● Data listing
________________________

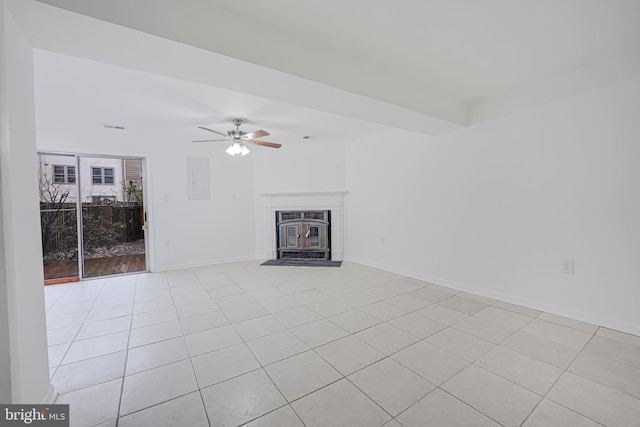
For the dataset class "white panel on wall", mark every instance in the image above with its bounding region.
[187,157,211,200]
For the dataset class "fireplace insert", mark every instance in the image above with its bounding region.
[276,211,331,260]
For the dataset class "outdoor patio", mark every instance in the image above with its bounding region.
[44,254,146,282]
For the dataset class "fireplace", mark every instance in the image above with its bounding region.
[276,210,331,260]
[256,190,346,261]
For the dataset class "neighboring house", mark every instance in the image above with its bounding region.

________________________

● OBJECTIVE
Edit the listing from its start through the line containing "[44,254,146,282]", putting "bounding box" wherever "bounding region" appears and changing nothing else. Please leave out the pictures.

● WRITTEN REPLY
For the dataset class "white panel on wall", mark every instance in the image above with its bounding box.
[187,157,211,200]
For the dataset class "fireplace insert", mark every instance in the image above with its bounding box.
[276,211,331,260]
For the dataset class "outdoor patio", mark every instance in the image above with its bounding box.
[44,254,146,282]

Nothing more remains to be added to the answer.